-- Begin Exercise inputs --

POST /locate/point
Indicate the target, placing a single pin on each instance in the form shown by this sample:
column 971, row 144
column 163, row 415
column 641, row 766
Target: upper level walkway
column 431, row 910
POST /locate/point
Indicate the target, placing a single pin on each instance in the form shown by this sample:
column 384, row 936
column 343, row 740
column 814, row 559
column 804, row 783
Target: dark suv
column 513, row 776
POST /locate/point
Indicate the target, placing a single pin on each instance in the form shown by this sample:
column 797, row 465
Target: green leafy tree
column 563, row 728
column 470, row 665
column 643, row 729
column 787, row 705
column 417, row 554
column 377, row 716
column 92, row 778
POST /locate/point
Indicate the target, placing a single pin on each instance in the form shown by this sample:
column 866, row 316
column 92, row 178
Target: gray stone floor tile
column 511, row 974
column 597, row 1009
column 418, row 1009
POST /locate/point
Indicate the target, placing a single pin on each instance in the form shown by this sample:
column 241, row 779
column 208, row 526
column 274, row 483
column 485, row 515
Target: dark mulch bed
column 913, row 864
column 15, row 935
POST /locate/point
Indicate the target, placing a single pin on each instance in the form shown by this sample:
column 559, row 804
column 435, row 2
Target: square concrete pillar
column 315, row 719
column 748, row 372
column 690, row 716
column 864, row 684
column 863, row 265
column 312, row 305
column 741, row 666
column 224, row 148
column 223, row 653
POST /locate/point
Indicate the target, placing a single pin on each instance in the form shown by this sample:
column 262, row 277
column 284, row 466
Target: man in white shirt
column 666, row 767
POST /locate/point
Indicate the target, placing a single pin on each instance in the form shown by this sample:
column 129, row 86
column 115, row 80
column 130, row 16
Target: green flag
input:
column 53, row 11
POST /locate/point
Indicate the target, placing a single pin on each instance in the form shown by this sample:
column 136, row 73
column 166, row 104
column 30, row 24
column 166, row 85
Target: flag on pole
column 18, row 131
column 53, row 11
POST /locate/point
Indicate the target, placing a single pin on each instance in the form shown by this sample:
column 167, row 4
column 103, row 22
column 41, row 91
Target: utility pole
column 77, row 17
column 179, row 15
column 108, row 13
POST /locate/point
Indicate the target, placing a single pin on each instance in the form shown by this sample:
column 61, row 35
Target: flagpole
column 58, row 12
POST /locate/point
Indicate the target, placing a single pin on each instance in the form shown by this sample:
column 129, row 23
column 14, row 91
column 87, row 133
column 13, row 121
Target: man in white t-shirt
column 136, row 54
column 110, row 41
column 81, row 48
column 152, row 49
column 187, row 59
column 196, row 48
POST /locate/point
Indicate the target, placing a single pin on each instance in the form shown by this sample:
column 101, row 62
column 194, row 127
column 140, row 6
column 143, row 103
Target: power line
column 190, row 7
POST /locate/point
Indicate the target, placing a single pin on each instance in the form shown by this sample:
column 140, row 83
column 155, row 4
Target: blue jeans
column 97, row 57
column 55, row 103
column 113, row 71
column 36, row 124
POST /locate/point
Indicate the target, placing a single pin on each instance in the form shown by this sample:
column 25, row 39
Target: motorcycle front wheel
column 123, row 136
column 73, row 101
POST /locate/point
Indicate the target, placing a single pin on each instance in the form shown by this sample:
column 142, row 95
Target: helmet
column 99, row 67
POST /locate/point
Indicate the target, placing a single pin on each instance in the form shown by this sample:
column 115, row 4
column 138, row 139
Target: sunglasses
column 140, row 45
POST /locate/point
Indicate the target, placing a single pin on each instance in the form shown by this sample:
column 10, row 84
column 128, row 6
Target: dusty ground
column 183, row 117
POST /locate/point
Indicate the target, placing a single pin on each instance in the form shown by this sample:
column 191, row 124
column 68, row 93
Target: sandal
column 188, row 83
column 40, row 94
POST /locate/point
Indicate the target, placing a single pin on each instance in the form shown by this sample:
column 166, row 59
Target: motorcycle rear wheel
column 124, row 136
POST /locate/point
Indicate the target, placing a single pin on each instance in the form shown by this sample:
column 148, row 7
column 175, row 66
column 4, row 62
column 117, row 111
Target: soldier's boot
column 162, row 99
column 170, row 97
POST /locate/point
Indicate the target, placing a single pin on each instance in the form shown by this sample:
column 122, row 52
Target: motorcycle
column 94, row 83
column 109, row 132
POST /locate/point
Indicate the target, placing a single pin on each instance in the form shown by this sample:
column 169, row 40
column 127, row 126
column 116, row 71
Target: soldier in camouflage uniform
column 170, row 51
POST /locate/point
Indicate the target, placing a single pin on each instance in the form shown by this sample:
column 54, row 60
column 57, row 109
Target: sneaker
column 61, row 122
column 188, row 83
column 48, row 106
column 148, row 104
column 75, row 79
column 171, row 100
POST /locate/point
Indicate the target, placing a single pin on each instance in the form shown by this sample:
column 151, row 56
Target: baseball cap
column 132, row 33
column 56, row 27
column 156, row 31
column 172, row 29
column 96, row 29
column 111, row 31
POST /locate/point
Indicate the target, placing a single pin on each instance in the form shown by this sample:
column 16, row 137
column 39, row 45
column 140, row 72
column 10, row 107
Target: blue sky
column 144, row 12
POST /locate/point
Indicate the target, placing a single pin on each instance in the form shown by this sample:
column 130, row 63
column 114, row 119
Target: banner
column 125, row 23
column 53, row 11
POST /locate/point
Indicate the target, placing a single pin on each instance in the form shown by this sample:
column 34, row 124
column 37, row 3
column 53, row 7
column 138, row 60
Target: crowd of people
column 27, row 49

-- End Exercise inputs --

Reproduce the listing above verbatim, every line from the first record through the last.

Response below:
POST /locate/point
Indicate the target, placing a single pin on each instance in the form shown by this sample:
column 971, row 144
column 163, row 415
column 641, row 766
Target: upper level walkway
column 431, row 910
POST /locate/point
Indicate the target, placing a single pin on each instance in the form shown by this sample:
column 384, row 936
column 343, row 740
column 814, row 559
column 804, row 783
Target: dark suv
column 513, row 776
POST /locate/point
Indicate the target, placing a single pin on each instance in the form shown by this sample:
column 797, row 465
Target: green leafy tree
column 563, row 728
column 470, row 665
column 643, row 729
column 787, row 705
column 417, row 554
column 377, row 716
column 92, row 778
POST /locate/point
Indicate the target, placing a single pin on each instance in the form shown by this sample:
column 866, row 316
column 92, row 178
Target: gray stone floor tile
column 511, row 974
column 597, row 1009
column 418, row 1009
POST /locate/point
Indicate the target, placing a single pin on each instance in the form shown by this sample:
column 241, row 779
column 208, row 526
column 274, row 483
column 485, row 515
Target: dark mulch bed
column 913, row 864
column 15, row 935
POST /locate/point
Indicate the target, placing a single pin on each instance in the form shown by this sample:
column 559, row 804
column 435, row 2
Target: square concrete pillar
column 315, row 719
column 748, row 372
column 690, row 716
column 864, row 684
column 863, row 265
column 312, row 305
column 741, row 666
column 224, row 148
column 223, row 653
POST /locate/point
Indicate the target, placing a single pin on each instance in the form shown by this sample:
column 262, row 277
column 284, row 466
Target: man in white shirt
column 666, row 767
POST /locate/point
Indicate the target, placing a single pin on each instance in the form shown by this sample:
column 129, row 86
column 115, row 80
column 130, row 16
Target: green flag
input:
column 53, row 11
POST /locate/point
Indicate the target, placing a single pin on each instance in the form shown by this sample:
column 136, row 73
column 166, row 104
column 30, row 24
column 166, row 85
Target: flag on pole
column 18, row 131
column 53, row 11
POST /locate/point
Indicate the target, placing a single pin on each instance in the form shown by this sample:
column 167, row 4
column 103, row 22
column 41, row 91
Target: utility pole
column 77, row 17
column 179, row 15
column 108, row 13
POST /locate/point
Indicate the target, placing a single pin on each instance in the form shown by this sample:
column 61, row 35
Target: flagpole
column 58, row 12
POST /locate/point
Indicate the target, placing a single pin on each instance in the form shown by this sample:
column 129, row 23
column 14, row 91
column 87, row 133
column 13, row 121
Target: man in white t-shirt
column 136, row 54
column 110, row 41
column 81, row 48
column 152, row 49
column 187, row 59
column 196, row 48
POST /locate/point
Indicate the target, placing a single pin on each instance in the form shown by this sample:
column 101, row 62
column 194, row 127
column 140, row 6
column 143, row 103
Target: power line
column 190, row 7
POST /locate/point
Indicate the target, placing a single pin on each instance in the form shown by this sample:
column 140, row 83
column 155, row 4
Target: blue jeans
column 97, row 57
column 55, row 103
column 113, row 71
column 36, row 124
POST /locate/point
Indicate the target, placing a single pin on each instance in the form shown by this sample:
column 25, row 39
Target: motorcycle front wheel
column 123, row 136
column 73, row 101
POST /locate/point
Indicate the target, placing a single pin on each instance in the form shown by this sample:
column 142, row 95
Target: helmet
column 99, row 67
POST /locate/point
Indicate the target, placing a single pin on each instance in the form shown by this sample:
column 115, row 4
column 138, row 139
Target: sunglasses
column 140, row 45
POST /locate/point
Indicate the target, placing a single pin on each instance in the form shown by this sample:
column 10, row 84
column 128, row 6
Target: dusty ground
column 183, row 117
POST /locate/point
Indicate the target, placing a single pin on each instance in the form shown by this sample:
column 191, row 124
column 68, row 93
Target: sandal
column 188, row 83
column 40, row 94
POST /locate/point
Indicate the target, placing a single pin on each instance in the form shown by this sample:
column 166, row 59
Target: motorcycle rear wheel
column 124, row 136
POST /locate/point
Indicate the target, placing a single pin on each instance in the form shown by this sample:
column 148, row 7
column 175, row 66
column 4, row 62
column 117, row 111
Target: soldier's boot
column 162, row 99
column 170, row 97
POST /locate/point
Indicate the target, placing a single pin on each instance in the form shown by this sample:
column 122, row 52
Target: motorcycle
column 94, row 83
column 109, row 132
POST /locate/point
Indicate the target, placing a single pin on each instance in the form shown by this sample:
column 169, row 40
column 127, row 126
column 116, row 71
Target: soldier in camouflage uniform
column 170, row 51
POST /locate/point
Indicate the target, placing a single pin on each instance in the form shown by this sample:
column 54, row 60
column 57, row 109
Target: sneaker
column 61, row 122
column 188, row 83
column 48, row 106
column 148, row 104
column 75, row 79
column 171, row 100
POST /locate/point
Indicate the target, placing a single pin on each instance in the form shown by this sample:
column 151, row 56
Target: baseball cap
column 132, row 33
column 56, row 27
column 156, row 31
column 172, row 29
column 96, row 29
column 111, row 31
POST /locate/point
Indicate the target, placing a single pin on each instance in the form shown by this sample:
column 16, row 137
column 39, row 45
column 140, row 72
column 10, row 107
Target: blue sky
column 144, row 12
POST /locate/point
Indicate the target, placing a single pin on each instance in the form shown by this sample:
column 130, row 63
column 114, row 119
Target: banner
column 125, row 23
column 53, row 11
POST /locate/point
Indicate the target, placing a single pin on each instance in the form shown by this sample:
column 34, row 124
column 37, row 3
column 53, row 7
column 138, row 60
Target: crowd of people
column 27, row 49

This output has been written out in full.